== What is expected ==
Below are the records. Retype exactly the lines between the lines holding "point(561, 494)" and "point(181, 108)", inclusive.

== Data provided ==
***
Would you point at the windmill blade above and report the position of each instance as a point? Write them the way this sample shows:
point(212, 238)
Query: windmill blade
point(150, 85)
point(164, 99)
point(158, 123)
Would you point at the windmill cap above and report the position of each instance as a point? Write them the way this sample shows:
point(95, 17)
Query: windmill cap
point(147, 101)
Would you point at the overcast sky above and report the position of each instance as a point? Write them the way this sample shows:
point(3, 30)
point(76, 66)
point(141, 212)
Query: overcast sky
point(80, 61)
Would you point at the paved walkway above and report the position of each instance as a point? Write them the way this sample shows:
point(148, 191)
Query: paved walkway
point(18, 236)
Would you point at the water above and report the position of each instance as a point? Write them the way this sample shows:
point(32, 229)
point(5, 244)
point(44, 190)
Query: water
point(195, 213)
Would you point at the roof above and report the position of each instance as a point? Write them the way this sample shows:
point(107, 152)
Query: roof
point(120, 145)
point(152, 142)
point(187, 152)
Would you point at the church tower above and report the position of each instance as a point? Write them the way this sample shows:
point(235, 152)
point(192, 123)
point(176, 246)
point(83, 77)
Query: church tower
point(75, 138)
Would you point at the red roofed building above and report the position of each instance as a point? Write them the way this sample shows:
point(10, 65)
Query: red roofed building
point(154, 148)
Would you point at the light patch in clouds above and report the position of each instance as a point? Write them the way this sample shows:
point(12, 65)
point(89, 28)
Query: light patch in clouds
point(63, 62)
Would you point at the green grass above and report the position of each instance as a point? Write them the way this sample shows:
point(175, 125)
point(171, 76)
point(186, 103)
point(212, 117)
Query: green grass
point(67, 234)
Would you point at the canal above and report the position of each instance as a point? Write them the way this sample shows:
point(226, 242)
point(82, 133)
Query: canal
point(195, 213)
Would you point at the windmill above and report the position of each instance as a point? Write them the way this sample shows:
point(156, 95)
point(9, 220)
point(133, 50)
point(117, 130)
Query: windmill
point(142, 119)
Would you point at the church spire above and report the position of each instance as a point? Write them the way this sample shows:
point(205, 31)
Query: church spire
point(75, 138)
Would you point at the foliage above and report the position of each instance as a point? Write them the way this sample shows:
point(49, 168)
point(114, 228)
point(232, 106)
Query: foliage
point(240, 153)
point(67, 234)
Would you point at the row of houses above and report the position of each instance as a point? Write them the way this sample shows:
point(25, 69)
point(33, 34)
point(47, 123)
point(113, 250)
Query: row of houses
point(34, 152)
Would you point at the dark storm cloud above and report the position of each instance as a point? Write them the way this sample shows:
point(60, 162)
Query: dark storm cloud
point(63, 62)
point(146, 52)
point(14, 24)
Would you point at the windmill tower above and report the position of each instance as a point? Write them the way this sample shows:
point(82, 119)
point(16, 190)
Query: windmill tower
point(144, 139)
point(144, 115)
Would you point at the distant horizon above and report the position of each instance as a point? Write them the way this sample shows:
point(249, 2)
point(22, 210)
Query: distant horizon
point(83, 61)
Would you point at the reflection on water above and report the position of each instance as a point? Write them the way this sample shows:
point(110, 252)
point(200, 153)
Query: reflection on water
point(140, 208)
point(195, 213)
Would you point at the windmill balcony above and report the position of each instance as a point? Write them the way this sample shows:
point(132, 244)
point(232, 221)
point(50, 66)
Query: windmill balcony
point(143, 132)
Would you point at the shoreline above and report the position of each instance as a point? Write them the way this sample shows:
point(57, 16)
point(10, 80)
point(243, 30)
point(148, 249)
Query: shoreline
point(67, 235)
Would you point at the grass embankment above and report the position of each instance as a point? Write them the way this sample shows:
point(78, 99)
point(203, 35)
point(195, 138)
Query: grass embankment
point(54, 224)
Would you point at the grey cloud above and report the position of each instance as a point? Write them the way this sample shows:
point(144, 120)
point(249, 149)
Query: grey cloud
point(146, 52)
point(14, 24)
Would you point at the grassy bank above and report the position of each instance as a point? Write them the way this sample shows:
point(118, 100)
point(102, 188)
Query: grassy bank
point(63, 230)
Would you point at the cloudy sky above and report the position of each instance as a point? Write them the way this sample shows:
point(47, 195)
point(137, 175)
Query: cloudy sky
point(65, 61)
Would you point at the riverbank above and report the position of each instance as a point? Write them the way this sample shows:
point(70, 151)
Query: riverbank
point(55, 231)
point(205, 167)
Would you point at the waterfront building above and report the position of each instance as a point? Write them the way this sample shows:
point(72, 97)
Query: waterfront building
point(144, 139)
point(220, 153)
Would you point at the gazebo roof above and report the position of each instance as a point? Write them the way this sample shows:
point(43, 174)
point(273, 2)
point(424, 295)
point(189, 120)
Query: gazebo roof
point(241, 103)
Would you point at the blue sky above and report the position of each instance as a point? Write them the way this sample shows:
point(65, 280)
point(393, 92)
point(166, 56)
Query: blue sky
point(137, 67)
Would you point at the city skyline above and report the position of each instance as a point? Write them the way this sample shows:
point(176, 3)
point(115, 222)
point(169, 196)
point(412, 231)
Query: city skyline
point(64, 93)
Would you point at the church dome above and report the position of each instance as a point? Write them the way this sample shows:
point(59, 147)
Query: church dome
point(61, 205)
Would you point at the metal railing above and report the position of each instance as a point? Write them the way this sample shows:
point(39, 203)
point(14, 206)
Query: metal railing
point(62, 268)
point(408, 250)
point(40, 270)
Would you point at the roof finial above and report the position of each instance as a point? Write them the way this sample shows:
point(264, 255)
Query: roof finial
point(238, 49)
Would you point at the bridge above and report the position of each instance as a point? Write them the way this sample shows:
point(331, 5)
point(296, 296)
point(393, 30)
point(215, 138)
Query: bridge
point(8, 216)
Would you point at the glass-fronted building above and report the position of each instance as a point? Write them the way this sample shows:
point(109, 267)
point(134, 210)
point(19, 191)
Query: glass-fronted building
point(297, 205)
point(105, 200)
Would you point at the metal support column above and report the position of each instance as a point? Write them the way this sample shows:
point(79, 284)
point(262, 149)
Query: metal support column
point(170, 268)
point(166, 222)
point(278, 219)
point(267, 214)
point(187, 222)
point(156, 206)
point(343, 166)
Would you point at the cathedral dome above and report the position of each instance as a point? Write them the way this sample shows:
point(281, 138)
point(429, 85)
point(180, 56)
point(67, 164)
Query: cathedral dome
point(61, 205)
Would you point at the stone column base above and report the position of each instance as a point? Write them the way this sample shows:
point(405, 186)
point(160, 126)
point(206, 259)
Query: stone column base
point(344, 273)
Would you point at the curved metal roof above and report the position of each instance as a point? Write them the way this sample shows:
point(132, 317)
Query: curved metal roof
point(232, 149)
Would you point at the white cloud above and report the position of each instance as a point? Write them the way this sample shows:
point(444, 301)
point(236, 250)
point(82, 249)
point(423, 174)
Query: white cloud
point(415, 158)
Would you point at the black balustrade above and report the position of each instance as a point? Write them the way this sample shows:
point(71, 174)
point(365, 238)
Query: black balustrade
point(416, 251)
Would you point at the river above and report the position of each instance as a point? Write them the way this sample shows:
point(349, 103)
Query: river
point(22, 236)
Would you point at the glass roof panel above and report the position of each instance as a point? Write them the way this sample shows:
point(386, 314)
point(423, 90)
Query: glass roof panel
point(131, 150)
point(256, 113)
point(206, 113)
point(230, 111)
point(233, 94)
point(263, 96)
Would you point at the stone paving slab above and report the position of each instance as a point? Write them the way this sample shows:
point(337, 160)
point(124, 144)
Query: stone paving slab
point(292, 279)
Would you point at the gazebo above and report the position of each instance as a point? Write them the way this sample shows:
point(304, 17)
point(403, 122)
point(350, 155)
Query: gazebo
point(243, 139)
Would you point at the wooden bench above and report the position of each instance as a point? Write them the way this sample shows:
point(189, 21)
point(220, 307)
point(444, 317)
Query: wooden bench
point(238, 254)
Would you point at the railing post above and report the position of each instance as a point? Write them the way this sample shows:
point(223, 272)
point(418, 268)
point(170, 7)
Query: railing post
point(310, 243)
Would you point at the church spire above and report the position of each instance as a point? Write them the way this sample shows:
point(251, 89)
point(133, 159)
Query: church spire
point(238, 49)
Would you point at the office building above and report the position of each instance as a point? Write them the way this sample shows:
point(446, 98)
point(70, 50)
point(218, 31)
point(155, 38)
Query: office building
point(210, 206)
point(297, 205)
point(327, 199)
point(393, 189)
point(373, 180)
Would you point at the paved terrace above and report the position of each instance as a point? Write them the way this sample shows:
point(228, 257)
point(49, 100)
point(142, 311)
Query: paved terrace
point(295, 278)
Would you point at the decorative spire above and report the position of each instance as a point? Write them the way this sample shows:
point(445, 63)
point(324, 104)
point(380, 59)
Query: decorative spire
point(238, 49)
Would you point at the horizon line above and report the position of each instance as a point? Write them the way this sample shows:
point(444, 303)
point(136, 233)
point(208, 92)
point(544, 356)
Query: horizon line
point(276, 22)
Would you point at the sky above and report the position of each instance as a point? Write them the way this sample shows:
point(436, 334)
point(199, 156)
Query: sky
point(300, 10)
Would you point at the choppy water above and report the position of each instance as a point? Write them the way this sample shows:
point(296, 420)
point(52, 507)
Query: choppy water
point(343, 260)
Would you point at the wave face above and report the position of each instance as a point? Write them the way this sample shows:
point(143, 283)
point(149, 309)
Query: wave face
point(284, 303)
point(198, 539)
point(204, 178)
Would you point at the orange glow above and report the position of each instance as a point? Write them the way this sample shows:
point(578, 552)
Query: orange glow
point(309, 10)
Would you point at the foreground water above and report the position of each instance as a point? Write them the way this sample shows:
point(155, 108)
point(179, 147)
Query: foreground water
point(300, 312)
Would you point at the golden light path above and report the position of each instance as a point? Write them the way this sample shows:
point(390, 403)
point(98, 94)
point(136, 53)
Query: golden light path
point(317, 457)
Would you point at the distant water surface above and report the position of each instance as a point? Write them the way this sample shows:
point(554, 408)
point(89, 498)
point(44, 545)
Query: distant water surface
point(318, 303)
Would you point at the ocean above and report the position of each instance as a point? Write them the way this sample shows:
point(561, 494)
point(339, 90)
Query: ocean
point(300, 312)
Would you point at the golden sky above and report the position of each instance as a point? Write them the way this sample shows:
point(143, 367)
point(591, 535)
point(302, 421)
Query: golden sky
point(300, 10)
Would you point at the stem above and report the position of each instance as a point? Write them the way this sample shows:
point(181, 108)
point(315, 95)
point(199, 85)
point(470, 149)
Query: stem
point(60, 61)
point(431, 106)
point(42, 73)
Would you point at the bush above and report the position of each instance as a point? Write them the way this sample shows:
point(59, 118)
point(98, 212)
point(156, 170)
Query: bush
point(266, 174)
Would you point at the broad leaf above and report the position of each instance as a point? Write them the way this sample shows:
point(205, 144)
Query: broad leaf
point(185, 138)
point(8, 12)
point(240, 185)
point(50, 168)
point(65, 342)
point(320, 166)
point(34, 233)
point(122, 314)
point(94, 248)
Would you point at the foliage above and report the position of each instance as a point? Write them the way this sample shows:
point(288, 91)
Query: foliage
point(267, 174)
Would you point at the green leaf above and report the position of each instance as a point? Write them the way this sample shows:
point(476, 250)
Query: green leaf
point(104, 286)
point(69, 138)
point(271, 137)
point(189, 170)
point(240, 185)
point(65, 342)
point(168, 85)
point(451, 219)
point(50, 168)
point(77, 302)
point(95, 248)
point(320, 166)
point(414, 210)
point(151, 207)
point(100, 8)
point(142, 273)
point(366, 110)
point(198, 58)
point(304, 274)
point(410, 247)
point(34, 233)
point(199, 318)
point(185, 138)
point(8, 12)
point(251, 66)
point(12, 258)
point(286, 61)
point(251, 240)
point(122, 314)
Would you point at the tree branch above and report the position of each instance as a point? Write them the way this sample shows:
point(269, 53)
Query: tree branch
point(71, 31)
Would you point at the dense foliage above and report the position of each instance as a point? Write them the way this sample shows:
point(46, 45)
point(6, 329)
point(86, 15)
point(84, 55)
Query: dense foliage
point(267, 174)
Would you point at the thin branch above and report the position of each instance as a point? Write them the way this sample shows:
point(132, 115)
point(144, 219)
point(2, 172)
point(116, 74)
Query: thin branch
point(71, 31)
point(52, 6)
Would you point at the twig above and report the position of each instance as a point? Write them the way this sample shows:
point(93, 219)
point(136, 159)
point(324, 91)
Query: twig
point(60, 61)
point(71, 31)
***
== Written response ==
point(561, 494)
point(339, 90)
Query: ocean
point(300, 312)
Would you point at the golden sky above and report the position of each instance as a point? Write them the way this sample shows:
point(143, 367)
point(591, 535)
point(302, 421)
Query: golden sky
point(300, 10)
Would you point at the stem above and report the position of each instance as a point? Write them the way this sample shows:
point(181, 108)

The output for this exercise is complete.